▶ WRITTEN INSTRUCTION:
Starting at the line that contains "soldier in the photo above." and ending with the last line of the material below, can you copy out every line, requests included, with each coordinate in the answers multiplied by 0.85 and rounded to a whole number, halves rounded up?

Pointing and labeling entries:
· · · · · · ·

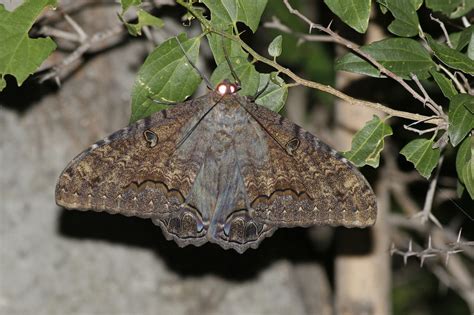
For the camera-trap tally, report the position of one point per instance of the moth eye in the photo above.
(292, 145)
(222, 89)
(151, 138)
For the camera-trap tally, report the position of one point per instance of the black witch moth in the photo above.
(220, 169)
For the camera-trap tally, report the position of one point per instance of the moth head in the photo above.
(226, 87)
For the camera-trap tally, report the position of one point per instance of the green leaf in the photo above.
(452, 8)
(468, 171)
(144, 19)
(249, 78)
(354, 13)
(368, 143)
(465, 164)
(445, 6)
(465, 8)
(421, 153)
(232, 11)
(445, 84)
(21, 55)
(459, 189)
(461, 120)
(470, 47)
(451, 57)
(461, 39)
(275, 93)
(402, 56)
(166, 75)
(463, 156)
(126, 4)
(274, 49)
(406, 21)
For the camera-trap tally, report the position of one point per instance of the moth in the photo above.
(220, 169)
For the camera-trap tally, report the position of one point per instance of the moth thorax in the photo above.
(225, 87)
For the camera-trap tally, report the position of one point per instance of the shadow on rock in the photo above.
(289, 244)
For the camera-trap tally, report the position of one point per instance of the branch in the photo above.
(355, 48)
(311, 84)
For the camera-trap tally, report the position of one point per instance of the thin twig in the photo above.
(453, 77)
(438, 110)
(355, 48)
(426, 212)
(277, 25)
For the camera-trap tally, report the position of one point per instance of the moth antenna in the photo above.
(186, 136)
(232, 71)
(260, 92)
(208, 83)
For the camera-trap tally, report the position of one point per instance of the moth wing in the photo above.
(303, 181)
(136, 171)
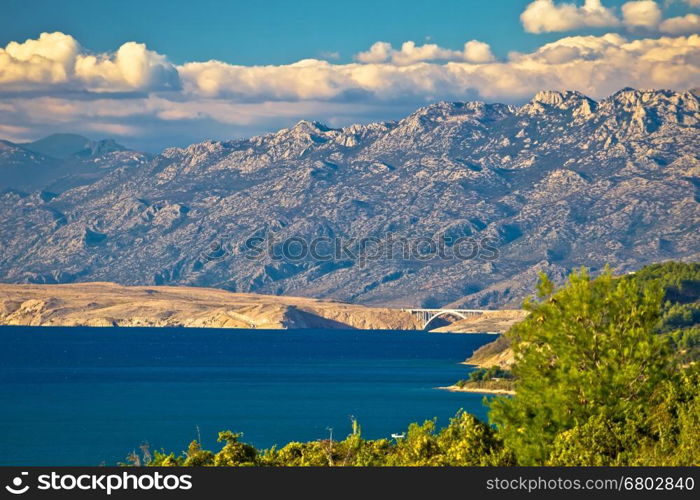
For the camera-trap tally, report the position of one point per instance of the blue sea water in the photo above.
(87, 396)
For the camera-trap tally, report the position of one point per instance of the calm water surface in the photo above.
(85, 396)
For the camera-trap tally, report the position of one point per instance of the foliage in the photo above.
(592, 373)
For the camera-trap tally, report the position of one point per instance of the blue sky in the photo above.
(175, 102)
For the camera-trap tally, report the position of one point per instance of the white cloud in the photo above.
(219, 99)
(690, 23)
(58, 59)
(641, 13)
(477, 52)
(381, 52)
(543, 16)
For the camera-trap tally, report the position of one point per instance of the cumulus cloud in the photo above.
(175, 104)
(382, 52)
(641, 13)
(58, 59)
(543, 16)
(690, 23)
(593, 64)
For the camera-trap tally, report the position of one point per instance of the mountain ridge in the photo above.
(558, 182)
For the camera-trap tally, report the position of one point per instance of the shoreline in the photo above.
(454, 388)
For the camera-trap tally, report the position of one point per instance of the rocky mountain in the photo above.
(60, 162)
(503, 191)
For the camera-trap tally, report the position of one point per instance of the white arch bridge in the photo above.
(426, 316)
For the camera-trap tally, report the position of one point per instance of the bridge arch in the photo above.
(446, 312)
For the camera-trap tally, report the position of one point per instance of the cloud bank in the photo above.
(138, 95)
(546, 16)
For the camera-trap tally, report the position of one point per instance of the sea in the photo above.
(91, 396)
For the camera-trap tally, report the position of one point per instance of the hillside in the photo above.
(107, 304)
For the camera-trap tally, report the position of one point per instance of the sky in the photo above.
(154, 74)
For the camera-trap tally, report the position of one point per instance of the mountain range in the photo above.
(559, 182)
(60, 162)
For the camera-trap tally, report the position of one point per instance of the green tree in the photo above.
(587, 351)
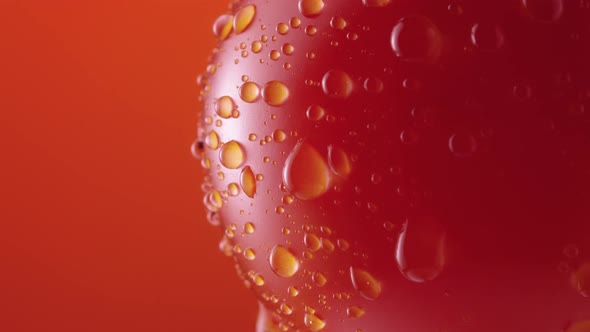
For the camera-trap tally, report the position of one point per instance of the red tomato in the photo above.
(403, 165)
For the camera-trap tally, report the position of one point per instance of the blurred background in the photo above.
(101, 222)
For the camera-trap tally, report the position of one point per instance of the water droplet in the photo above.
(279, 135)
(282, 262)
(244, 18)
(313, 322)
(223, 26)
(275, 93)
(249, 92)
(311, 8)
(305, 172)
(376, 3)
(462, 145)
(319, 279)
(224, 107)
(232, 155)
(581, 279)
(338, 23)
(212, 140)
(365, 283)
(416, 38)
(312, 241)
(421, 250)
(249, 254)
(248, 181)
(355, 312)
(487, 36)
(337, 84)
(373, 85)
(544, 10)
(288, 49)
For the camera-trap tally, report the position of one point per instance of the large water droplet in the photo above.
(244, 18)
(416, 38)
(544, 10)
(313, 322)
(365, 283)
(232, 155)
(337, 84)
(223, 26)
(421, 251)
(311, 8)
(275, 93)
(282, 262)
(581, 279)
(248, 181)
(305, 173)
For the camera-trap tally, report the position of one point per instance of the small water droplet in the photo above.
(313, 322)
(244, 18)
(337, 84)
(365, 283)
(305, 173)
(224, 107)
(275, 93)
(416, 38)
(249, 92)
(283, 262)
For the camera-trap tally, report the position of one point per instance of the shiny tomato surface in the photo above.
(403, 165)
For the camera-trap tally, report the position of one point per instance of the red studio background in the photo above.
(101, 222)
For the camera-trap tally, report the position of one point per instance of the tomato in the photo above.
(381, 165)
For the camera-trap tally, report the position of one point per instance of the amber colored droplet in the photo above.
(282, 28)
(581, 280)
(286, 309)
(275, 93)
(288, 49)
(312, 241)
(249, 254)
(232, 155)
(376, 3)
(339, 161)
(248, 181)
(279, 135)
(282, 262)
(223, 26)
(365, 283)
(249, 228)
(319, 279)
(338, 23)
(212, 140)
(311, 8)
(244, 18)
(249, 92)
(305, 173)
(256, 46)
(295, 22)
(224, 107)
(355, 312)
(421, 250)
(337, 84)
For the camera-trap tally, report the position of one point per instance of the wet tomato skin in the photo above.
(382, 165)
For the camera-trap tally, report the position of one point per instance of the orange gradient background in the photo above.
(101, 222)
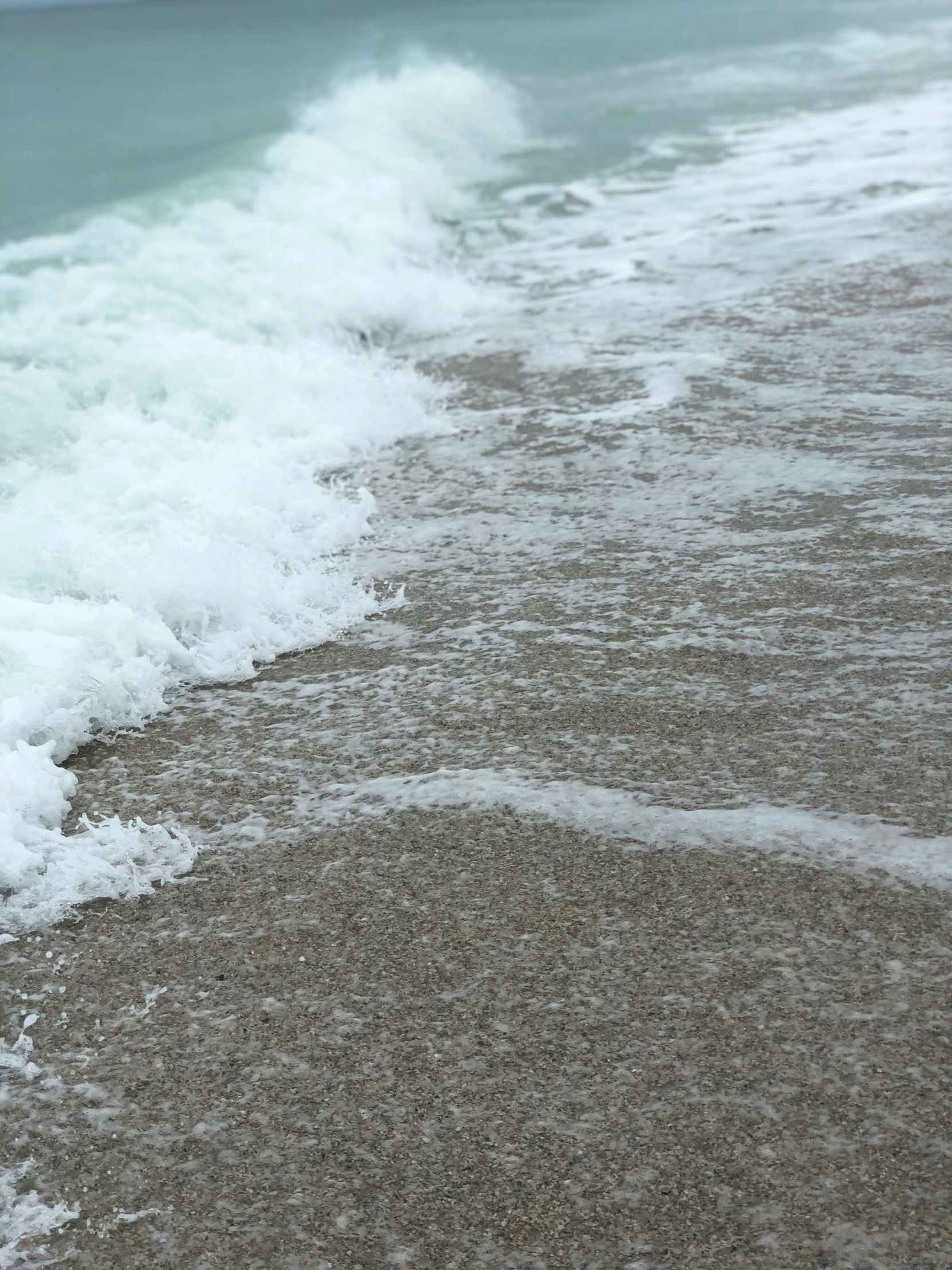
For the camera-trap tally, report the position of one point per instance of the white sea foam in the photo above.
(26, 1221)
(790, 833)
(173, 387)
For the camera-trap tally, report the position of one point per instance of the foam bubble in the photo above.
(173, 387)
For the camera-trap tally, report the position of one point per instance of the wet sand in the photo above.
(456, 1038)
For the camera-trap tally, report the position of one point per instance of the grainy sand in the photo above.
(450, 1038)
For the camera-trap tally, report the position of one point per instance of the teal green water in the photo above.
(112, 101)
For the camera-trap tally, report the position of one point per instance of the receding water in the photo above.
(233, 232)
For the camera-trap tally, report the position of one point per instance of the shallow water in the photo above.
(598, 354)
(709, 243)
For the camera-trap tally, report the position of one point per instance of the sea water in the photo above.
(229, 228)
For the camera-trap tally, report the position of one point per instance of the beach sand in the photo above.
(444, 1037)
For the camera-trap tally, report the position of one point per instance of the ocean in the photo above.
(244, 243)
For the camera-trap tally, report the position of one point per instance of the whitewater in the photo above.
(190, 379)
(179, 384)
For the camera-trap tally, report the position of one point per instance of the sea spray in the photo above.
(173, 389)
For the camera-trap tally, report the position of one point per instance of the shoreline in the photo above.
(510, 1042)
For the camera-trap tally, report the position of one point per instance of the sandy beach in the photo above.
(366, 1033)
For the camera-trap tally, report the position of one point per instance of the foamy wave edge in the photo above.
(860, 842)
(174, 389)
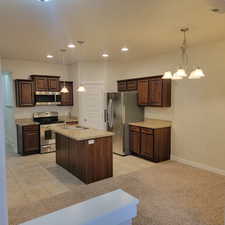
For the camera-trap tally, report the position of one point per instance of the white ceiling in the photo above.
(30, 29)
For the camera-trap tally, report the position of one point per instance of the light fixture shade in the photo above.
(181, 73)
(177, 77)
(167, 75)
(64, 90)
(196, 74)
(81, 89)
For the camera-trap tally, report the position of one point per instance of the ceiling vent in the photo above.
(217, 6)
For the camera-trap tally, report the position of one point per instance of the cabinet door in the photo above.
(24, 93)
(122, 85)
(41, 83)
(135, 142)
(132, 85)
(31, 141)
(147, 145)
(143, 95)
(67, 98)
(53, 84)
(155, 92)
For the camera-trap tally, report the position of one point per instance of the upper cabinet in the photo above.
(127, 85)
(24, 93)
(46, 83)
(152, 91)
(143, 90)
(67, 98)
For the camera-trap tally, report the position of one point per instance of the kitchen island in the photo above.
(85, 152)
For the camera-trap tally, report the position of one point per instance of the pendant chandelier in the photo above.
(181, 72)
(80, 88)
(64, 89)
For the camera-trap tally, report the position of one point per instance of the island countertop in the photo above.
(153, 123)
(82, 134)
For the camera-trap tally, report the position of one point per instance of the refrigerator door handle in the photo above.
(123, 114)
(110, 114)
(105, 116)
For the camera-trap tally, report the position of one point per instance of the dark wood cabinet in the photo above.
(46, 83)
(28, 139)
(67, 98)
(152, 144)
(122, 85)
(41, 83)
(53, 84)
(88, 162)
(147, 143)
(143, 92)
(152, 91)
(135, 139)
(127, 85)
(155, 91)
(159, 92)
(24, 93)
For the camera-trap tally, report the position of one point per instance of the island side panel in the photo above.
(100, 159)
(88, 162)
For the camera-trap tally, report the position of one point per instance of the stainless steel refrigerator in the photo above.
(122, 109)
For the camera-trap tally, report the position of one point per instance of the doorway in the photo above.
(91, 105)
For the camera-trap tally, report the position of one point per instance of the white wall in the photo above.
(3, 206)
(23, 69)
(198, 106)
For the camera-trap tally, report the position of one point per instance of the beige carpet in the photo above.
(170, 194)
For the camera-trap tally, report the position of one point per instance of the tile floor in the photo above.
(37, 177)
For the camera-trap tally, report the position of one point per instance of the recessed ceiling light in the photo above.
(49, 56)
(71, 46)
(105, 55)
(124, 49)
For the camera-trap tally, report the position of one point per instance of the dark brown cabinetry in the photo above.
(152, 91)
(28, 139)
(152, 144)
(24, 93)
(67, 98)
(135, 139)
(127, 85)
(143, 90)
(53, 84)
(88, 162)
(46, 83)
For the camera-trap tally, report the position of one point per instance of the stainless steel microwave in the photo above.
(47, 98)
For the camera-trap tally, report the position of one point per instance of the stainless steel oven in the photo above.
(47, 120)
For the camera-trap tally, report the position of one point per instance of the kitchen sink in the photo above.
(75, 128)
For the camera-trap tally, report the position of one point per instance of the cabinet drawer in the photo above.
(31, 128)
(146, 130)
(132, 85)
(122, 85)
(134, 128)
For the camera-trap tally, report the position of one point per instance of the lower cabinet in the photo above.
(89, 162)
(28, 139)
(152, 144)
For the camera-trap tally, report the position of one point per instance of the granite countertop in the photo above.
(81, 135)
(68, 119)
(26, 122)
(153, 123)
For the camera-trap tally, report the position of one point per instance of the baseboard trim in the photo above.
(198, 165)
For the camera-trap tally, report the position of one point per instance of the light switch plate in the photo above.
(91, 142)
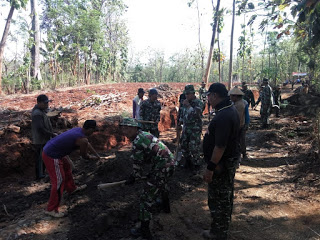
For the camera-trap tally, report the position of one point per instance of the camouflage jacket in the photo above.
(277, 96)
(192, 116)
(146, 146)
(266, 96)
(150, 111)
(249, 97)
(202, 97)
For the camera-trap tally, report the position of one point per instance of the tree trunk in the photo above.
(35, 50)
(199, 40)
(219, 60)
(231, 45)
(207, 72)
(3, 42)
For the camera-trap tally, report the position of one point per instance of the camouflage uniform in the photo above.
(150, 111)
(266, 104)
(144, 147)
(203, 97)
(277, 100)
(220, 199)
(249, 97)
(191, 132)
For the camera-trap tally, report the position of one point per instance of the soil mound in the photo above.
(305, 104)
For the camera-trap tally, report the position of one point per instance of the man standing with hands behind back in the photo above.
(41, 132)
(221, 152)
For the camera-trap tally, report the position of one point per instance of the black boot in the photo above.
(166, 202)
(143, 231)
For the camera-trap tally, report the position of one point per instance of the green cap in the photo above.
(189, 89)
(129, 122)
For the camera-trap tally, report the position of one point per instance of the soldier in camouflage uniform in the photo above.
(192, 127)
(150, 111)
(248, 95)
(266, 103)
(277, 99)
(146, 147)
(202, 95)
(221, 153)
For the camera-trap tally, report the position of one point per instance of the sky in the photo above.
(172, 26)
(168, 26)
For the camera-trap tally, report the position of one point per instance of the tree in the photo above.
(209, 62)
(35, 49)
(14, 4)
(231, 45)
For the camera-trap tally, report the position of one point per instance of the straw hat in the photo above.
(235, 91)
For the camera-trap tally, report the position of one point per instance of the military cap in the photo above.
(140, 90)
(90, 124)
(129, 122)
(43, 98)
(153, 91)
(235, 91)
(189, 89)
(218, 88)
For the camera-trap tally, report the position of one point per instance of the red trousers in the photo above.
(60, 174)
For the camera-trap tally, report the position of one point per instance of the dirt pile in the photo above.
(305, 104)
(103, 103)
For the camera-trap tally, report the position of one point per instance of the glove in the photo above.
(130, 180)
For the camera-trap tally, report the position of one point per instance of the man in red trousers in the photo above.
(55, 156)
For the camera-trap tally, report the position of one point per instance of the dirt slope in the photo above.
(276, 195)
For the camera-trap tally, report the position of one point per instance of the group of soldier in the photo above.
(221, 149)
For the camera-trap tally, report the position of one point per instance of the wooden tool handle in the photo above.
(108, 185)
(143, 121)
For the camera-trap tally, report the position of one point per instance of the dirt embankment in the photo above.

· · · · · · ·

▶ CORRECT OUTPUT:
For the camera-trap tally, report the position of one point per instance of the group of soldier in the photo above.
(188, 127)
For the camera-trap tally, report the position of one point per instance of the wooden tool handle in the photo above.
(92, 157)
(122, 103)
For the camera-trap tally, report the position of one point per instance of the dirt embankment in the photo above.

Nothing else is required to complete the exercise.